## Условие задания
Ответьте по обсуждению о чистке светильника от копоти:
1. Каким средством чистит Aniruddha das?
2. Какой пастой Lakshmana Prana das чистит потемнение бронзы и серебра?
3. Что Veda Priya dd называет стандартным вариантом?

## Исходный текст

# ФИЛОСОФИЯ И КУЛЬТУРА > Поклонение Божествам >  Как чистить светильник от копоти?

## Lakshmana Prana das

Харе Кришна! Ежедневно приходится чистить светильник от копоти.
Кто как чистит, пожалуйста, поделитесь опытом.

----------


## Aniruddha das

> Харе Кришна! Ежедневно приходится чистить светильник от копоти.
> Кто как чистит, пожалуйста, поделитесь опытом.


Чистящими средствами хорошо чистить. Я чищу "Пемоксолью". Быстро и эффективно...

----------


## Lakshmana Prana das

Я имею в виду не как очистить потемнение бронзы, а как очистить саму копоть черную? Может, что-то ее растворяет? Иначе не губок, не тряпочек не напасешься...

А потемнение бронзы и серебра я чищу пастой "Суржа". Мне она показалась самой эффективной из всех.

----------


## Radha-namini dd

Премалюкс хорошо очищает копоть .

----------


## Veda Priya dd

Да, стандартный вариант - Пемолюкс или Комет.

## Исходные строки
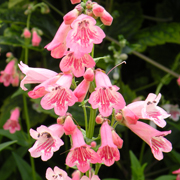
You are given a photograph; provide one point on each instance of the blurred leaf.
(6, 144)
(24, 168)
(166, 177)
(5, 170)
(137, 169)
(157, 35)
(19, 136)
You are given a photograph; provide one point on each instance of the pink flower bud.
(117, 140)
(93, 144)
(106, 18)
(71, 16)
(69, 126)
(26, 33)
(97, 10)
(89, 74)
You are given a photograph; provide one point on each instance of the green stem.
(91, 123)
(142, 152)
(147, 59)
(54, 8)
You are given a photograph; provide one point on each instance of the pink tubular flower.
(59, 96)
(105, 97)
(57, 174)
(83, 34)
(80, 153)
(71, 16)
(148, 109)
(58, 46)
(108, 151)
(34, 75)
(48, 141)
(75, 1)
(178, 174)
(7, 75)
(152, 137)
(76, 65)
(173, 110)
(12, 124)
(81, 90)
(36, 39)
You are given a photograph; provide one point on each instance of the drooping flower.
(148, 109)
(58, 46)
(12, 124)
(178, 174)
(59, 96)
(154, 138)
(83, 35)
(173, 110)
(108, 151)
(57, 174)
(77, 65)
(36, 39)
(34, 75)
(80, 154)
(6, 76)
(48, 141)
(105, 97)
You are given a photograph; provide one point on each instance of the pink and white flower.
(47, 141)
(84, 34)
(6, 76)
(148, 109)
(58, 46)
(105, 97)
(12, 124)
(108, 151)
(34, 75)
(57, 174)
(154, 138)
(80, 154)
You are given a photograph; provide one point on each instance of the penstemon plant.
(78, 81)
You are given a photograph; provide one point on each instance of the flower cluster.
(74, 42)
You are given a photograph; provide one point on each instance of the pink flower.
(154, 138)
(58, 46)
(12, 124)
(75, 1)
(26, 33)
(173, 110)
(34, 75)
(71, 16)
(57, 174)
(80, 154)
(178, 174)
(178, 81)
(108, 151)
(83, 34)
(94, 177)
(77, 65)
(7, 75)
(148, 109)
(59, 96)
(105, 97)
(36, 39)
(48, 141)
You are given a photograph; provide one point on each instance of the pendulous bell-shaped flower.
(47, 141)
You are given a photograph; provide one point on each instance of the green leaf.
(136, 168)
(24, 168)
(157, 35)
(18, 136)
(166, 177)
(5, 171)
(6, 144)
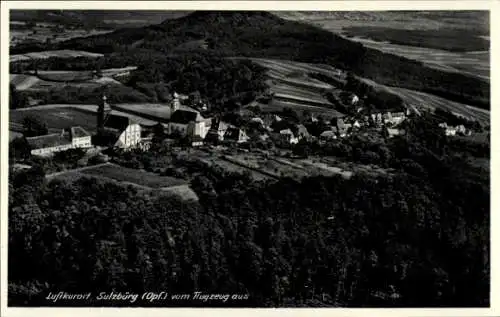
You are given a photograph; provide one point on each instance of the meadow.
(135, 176)
(56, 53)
(443, 39)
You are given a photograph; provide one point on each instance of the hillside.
(262, 34)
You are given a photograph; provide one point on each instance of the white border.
(491, 5)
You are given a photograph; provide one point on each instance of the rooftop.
(79, 132)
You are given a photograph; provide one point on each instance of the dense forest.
(415, 237)
(262, 34)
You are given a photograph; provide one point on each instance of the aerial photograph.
(248, 159)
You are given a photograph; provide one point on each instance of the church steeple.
(175, 104)
(103, 111)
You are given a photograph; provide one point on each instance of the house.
(391, 132)
(234, 134)
(288, 137)
(124, 132)
(448, 130)
(217, 131)
(377, 118)
(354, 100)
(71, 138)
(342, 127)
(398, 117)
(257, 120)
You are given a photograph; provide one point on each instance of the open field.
(183, 191)
(421, 100)
(215, 159)
(471, 63)
(129, 175)
(443, 39)
(48, 54)
(56, 118)
(33, 83)
(293, 87)
(279, 105)
(152, 111)
(53, 80)
(137, 178)
(20, 33)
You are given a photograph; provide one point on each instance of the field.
(471, 63)
(34, 84)
(61, 116)
(153, 111)
(470, 22)
(48, 54)
(20, 34)
(129, 175)
(55, 118)
(183, 191)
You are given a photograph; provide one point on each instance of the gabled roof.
(117, 122)
(48, 141)
(233, 133)
(302, 130)
(287, 132)
(328, 134)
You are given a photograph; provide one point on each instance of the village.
(263, 145)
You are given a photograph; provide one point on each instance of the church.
(186, 121)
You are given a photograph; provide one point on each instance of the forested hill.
(262, 34)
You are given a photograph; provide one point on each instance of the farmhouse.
(302, 132)
(328, 135)
(287, 136)
(451, 131)
(217, 131)
(72, 138)
(391, 132)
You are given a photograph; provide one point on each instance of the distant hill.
(263, 34)
(108, 19)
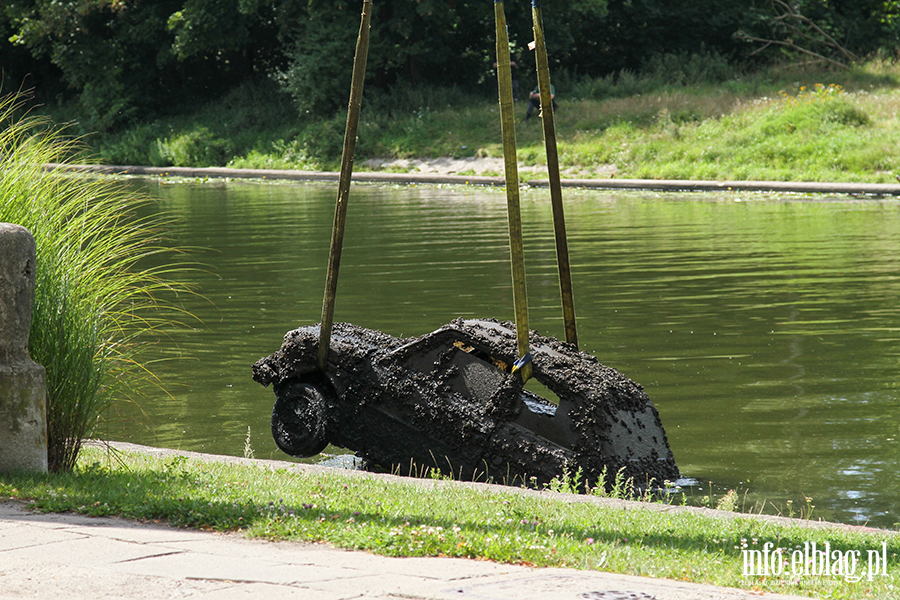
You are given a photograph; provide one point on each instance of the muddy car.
(450, 400)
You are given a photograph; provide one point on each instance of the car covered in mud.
(450, 400)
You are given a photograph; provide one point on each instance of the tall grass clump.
(92, 303)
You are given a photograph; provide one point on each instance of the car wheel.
(298, 420)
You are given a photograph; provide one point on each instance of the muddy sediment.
(448, 400)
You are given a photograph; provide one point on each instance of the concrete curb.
(85, 558)
(666, 185)
(487, 487)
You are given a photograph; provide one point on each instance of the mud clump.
(447, 400)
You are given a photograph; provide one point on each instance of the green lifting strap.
(340, 211)
(559, 219)
(508, 128)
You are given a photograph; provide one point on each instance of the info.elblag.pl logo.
(814, 561)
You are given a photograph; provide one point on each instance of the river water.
(765, 328)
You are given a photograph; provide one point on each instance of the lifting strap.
(508, 128)
(559, 219)
(340, 211)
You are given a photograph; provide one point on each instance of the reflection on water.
(765, 329)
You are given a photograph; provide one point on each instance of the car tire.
(298, 420)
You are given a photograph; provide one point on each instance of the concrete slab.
(82, 558)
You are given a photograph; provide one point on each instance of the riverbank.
(447, 175)
(395, 516)
(781, 125)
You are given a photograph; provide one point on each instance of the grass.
(93, 307)
(701, 121)
(443, 518)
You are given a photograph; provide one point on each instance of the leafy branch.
(801, 34)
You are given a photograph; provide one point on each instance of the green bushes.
(92, 302)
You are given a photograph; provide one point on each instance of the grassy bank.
(781, 124)
(447, 519)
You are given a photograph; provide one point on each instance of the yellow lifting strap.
(340, 211)
(508, 128)
(559, 219)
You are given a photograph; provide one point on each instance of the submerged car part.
(449, 400)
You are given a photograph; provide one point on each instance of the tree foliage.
(126, 59)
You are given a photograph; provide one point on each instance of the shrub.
(93, 303)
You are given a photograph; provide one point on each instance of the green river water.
(766, 329)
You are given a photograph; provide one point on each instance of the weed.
(93, 305)
(248, 448)
(411, 519)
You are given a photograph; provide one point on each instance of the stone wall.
(23, 388)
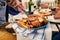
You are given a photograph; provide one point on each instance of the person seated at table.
(43, 6)
(14, 7)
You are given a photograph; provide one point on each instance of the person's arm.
(16, 5)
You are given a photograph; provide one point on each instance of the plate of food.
(33, 21)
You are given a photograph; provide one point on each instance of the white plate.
(51, 19)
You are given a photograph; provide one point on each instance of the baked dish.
(57, 15)
(33, 21)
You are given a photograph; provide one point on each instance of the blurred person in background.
(14, 7)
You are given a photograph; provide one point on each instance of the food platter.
(51, 19)
(32, 21)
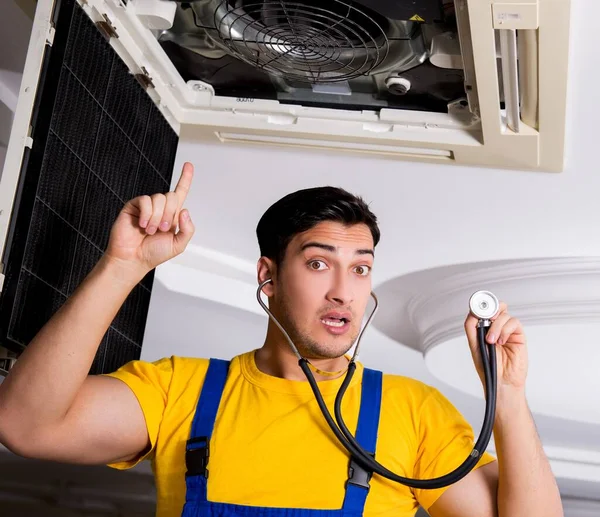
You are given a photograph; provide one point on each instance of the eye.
(363, 270)
(314, 265)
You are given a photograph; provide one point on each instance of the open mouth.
(334, 322)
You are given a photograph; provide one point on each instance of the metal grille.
(319, 41)
(98, 141)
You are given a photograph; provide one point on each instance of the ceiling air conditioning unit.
(474, 82)
(110, 88)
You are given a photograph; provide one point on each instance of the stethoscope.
(484, 306)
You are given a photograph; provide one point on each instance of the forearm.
(526, 485)
(44, 382)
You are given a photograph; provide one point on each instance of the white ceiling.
(432, 218)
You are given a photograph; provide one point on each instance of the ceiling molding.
(427, 308)
(217, 288)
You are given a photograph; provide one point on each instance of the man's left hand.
(506, 333)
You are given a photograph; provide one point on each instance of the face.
(322, 289)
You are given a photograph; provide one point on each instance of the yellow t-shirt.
(272, 447)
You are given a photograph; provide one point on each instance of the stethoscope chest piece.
(484, 305)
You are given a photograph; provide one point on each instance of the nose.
(341, 291)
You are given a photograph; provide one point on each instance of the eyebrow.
(333, 249)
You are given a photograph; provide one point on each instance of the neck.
(277, 358)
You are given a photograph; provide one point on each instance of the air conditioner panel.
(535, 146)
(87, 138)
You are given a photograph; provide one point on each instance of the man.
(267, 450)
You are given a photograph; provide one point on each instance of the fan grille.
(317, 42)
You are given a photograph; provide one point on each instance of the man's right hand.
(145, 234)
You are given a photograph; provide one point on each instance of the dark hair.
(302, 210)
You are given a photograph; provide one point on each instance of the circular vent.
(315, 41)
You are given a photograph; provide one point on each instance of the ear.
(266, 269)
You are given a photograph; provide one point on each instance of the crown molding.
(426, 308)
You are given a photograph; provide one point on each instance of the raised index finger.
(184, 183)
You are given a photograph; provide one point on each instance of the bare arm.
(521, 483)
(50, 407)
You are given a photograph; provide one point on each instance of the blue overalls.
(197, 454)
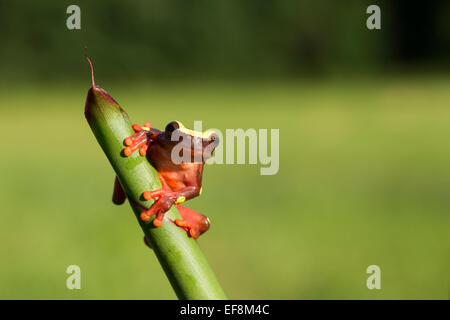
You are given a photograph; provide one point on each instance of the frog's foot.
(147, 242)
(139, 140)
(164, 199)
(193, 222)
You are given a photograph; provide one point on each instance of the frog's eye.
(172, 126)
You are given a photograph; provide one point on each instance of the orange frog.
(178, 154)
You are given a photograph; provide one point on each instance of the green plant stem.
(180, 256)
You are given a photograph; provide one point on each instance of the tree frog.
(180, 180)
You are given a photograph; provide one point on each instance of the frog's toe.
(190, 228)
(139, 140)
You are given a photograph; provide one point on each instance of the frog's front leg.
(193, 222)
(165, 198)
(140, 140)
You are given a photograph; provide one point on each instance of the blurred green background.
(364, 127)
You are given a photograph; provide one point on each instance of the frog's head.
(198, 144)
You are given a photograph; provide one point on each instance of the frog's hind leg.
(119, 195)
(193, 222)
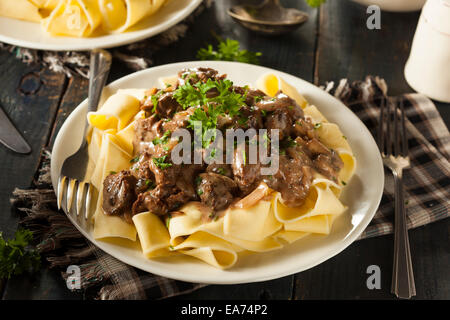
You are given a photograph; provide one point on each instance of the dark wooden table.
(335, 43)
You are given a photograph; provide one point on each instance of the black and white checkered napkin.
(427, 181)
(427, 185)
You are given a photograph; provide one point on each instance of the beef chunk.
(293, 180)
(216, 191)
(281, 121)
(161, 200)
(223, 169)
(119, 194)
(329, 165)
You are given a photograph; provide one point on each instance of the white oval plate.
(31, 35)
(362, 194)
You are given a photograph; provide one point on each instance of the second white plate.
(31, 35)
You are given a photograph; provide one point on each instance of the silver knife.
(10, 137)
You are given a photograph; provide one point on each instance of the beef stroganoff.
(225, 204)
(81, 18)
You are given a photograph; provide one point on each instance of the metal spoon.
(269, 18)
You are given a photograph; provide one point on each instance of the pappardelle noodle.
(214, 210)
(81, 18)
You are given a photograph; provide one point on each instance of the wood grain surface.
(335, 43)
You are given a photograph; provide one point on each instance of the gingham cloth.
(427, 187)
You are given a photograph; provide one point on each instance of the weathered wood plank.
(344, 276)
(76, 92)
(30, 97)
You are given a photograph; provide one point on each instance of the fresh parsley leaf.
(163, 139)
(228, 50)
(155, 99)
(135, 159)
(315, 3)
(15, 255)
(160, 162)
(226, 101)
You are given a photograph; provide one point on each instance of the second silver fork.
(394, 151)
(70, 183)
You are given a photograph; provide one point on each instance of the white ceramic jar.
(428, 68)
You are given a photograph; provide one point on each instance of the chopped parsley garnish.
(155, 99)
(228, 50)
(135, 159)
(160, 162)
(149, 183)
(169, 216)
(290, 142)
(15, 255)
(226, 102)
(163, 139)
(315, 3)
(266, 139)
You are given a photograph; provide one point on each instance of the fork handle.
(402, 276)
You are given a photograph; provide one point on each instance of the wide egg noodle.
(116, 113)
(76, 18)
(191, 222)
(153, 235)
(253, 224)
(20, 9)
(210, 249)
(314, 224)
(321, 200)
(120, 15)
(290, 236)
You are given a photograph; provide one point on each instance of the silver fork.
(70, 182)
(393, 145)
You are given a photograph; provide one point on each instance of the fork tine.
(381, 125)
(71, 190)
(61, 186)
(404, 137)
(89, 195)
(388, 128)
(80, 197)
(396, 131)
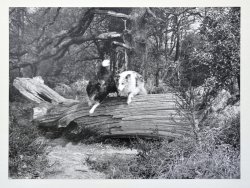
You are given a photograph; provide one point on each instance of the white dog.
(131, 83)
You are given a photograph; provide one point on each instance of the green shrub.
(26, 151)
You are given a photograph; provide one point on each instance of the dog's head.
(123, 80)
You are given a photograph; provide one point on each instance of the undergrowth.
(26, 151)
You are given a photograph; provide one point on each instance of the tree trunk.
(148, 116)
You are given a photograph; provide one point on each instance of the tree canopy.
(178, 45)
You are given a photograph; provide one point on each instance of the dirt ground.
(68, 160)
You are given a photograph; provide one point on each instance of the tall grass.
(26, 151)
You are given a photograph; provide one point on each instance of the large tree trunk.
(149, 116)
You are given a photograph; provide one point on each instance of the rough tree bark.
(148, 116)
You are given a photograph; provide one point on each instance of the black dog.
(99, 88)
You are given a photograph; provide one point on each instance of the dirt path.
(68, 161)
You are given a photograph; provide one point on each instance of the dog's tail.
(106, 63)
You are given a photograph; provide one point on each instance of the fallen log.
(149, 116)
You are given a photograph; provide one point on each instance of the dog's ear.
(128, 76)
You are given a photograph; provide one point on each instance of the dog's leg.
(94, 107)
(130, 96)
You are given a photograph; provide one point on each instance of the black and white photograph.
(124, 92)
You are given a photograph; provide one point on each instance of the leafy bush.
(26, 151)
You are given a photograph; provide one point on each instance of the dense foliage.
(193, 52)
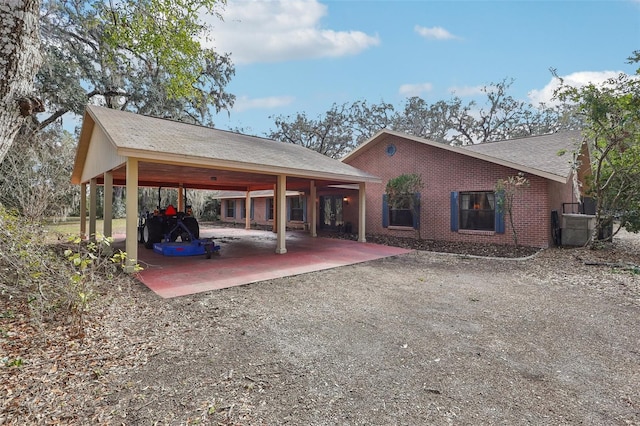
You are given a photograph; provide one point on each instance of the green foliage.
(34, 177)
(142, 56)
(509, 188)
(612, 114)
(53, 279)
(499, 117)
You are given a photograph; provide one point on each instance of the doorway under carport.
(247, 256)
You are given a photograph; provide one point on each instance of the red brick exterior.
(444, 171)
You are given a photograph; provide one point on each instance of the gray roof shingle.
(133, 132)
(550, 153)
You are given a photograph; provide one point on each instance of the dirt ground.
(423, 338)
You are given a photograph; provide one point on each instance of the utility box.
(577, 229)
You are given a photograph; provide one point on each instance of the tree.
(34, 178)
(19, 63)
(346, 126)
(508, 188)
(435, 121)
(403, 192)
(142, 56)
(612, 116)
(338, 132)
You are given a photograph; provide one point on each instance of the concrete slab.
(248, 256)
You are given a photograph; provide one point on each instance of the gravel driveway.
(421, 338)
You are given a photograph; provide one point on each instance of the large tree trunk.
(20, 59)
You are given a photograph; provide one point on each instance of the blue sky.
(304, 55)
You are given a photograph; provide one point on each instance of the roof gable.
(162, 140)
(548, 156)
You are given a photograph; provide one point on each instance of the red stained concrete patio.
(248, 256)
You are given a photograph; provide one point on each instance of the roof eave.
(188, 160)
(384, 133)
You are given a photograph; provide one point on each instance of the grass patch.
(70, 227)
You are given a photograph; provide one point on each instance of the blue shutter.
(416, 214)
(385, 211)
(454, 211)
(499, 209)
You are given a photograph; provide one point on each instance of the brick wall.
(444, 171)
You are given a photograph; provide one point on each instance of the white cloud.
(434, 33)
(282, 30)
(410, 90)
(577, 79)
(244, 103)
(466, 91)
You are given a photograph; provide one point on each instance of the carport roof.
(172, 153)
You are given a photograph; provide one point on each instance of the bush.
(52, 279)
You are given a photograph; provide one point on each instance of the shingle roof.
(138, 135)
(550, 153)
(549, 156)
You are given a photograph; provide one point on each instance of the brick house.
(458, 201)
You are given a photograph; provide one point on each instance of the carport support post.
(83, 210)
(247, 210)
(362, 204)
(281, 213)
(107, 228)
(312, 210)
(180, 198)
(93, 207)
(131, 206)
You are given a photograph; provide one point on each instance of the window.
(231, 208)
(402, 214)
(243, 210)
(269, 213)
(477, 211)
(296, 209)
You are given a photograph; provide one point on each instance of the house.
(458, 201)
(119, 148)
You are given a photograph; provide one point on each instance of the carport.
(119, 148)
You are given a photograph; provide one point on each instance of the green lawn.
(71, 226)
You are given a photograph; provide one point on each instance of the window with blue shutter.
(416, 216)
(385, 211)
(499, 220)
(454, 211)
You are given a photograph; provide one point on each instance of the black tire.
(152, 233)
(192, 225)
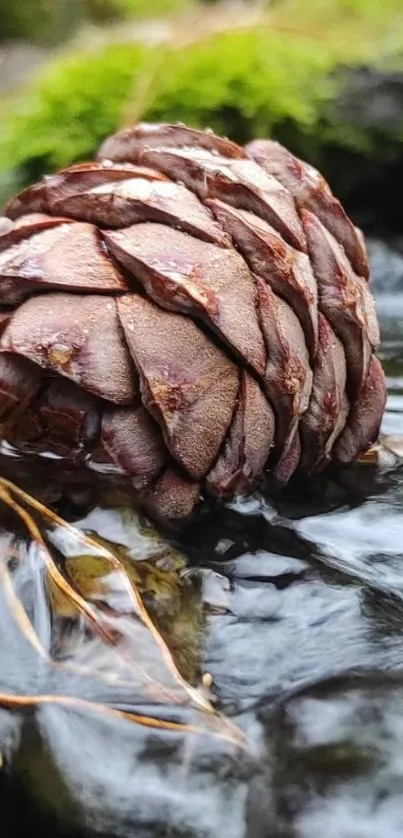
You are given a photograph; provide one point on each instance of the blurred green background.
(323, 76)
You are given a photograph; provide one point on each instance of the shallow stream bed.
(301, 632)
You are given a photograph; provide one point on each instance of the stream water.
(303, 603)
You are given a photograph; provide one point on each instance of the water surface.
(303, 639)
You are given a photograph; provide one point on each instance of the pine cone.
(190, 313)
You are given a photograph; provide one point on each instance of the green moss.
(74, 104)
(281, 78)
(244, 83)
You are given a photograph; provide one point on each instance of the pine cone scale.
(206, 316)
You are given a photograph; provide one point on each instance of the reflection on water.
(303, 637)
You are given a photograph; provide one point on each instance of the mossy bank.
(325, 79)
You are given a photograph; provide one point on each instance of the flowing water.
(302, 602)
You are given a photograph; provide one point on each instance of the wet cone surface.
(189, 313)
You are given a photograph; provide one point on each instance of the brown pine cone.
(189, 313)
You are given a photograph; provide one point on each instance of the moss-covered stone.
(324, 78)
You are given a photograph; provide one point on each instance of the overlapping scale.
(186, 275)
(190, 314)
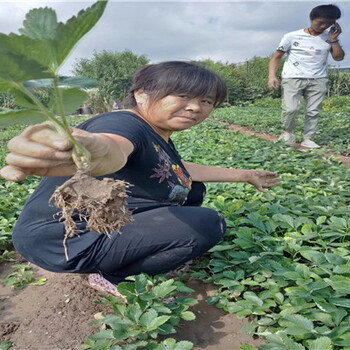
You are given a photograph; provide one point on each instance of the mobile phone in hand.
(334, 28)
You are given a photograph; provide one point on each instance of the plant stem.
(81, 156)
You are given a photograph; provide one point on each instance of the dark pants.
(160, 240)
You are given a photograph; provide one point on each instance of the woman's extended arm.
(39, 150)
(257, 178)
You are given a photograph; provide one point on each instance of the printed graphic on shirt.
(178, 183)
(306, 55)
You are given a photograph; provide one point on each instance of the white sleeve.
(285, 43)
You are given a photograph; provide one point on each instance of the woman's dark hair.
(176, 77)
(325, 11)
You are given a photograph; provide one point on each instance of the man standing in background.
(305, 70)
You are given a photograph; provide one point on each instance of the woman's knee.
(213, 228)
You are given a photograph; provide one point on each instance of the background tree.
(114, 71)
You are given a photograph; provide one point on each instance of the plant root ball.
(101, 203)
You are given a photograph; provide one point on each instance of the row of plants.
(330, 104)
(284, 262)
(333, 133)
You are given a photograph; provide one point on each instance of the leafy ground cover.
(333, 132)
(285, 260)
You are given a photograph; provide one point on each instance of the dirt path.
(56, 316)
(272, 138)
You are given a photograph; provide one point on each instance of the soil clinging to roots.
(101, 203)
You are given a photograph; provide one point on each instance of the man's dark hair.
(325, 11)
(176, 78)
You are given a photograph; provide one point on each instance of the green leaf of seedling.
(301, 322)
(40, 24)
(16, 66)
(222, 247)
(253, 298)
(322, 343)
(21, 116)
(248, 347)
(72, 98)
(57, 38)
(339, 283)
(76, 27)
(134, 312)
(158, 321)
(164, 289)
(188, 316)
(147, 318)
(127, 289)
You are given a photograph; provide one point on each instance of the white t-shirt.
(306, 55)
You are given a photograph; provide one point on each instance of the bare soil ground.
(272, 138)
(56, 316)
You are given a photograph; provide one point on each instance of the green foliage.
(22, 277)
(339, 83)
(38, 54)
(336, 104)
(268, 102)
(114, 71)
(284, 261)
(147, 314)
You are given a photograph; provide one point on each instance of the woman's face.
(174, 112)
(319, 25)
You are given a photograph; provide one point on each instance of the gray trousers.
(314, 92)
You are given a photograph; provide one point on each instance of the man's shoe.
(309, 144)
(287, 138)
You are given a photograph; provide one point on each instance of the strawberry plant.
(151, 310)
(33, 60)
(22, 277)
(284, 260)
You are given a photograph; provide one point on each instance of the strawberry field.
(284, 262)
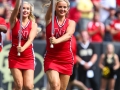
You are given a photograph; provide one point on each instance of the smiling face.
(61, 8)
(26, 10)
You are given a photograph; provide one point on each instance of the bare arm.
(113, 31)
(101, 61)
(14, 13)
(3, 28)
(91, 33)
(32, 35)
(48, 14)
(117, 64)
(93, 59)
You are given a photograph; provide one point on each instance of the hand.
(53, 40)
(20, 49)
(86, 66)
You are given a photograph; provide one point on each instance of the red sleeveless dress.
(26, 59)
(59, 58)
(3, 23)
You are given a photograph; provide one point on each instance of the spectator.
(96, 4)
(96, 29)
(86, 9)
(108, 36)
(105, 6)
(76, 17)
(3, 28)
(86, 55)
(109, 63)
(72, 3)
(41, 34)
(115, 27)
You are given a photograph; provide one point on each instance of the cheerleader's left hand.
(20, 49)
(53, 40)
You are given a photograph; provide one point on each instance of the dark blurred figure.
(73, 78)
(76, 17)
(96, 28)
(96, 4)
(109, 64)
(115, 27)
(108, 36)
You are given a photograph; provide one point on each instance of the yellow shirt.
(85, 5)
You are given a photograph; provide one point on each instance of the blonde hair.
(67, 1)
(110, 44)
(57, 1)
(31, 16)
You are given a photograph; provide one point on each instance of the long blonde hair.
(31, 16)
(57, 1)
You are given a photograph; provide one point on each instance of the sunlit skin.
(26, 10)
(85, 36)
(118, 16)
(61, 8)
(110, 48)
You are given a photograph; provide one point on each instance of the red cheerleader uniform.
(26, 59)
(59, 58)
(2, 22)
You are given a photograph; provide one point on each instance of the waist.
(15, 45)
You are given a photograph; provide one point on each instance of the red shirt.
(116, 26)
(62, 49)
(74, 48)
(2, 22)
(93, 26)
(74, 14)
(95, 1)
(118, 2)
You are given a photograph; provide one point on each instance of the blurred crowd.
(100, 19)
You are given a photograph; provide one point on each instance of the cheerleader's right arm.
(15, 13)
(48, 15)
(101, 66)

## Ответ к заданию
1. «Пемоксолью».
2. Пастой «Суржа».
3. Пемолюкс или Комет.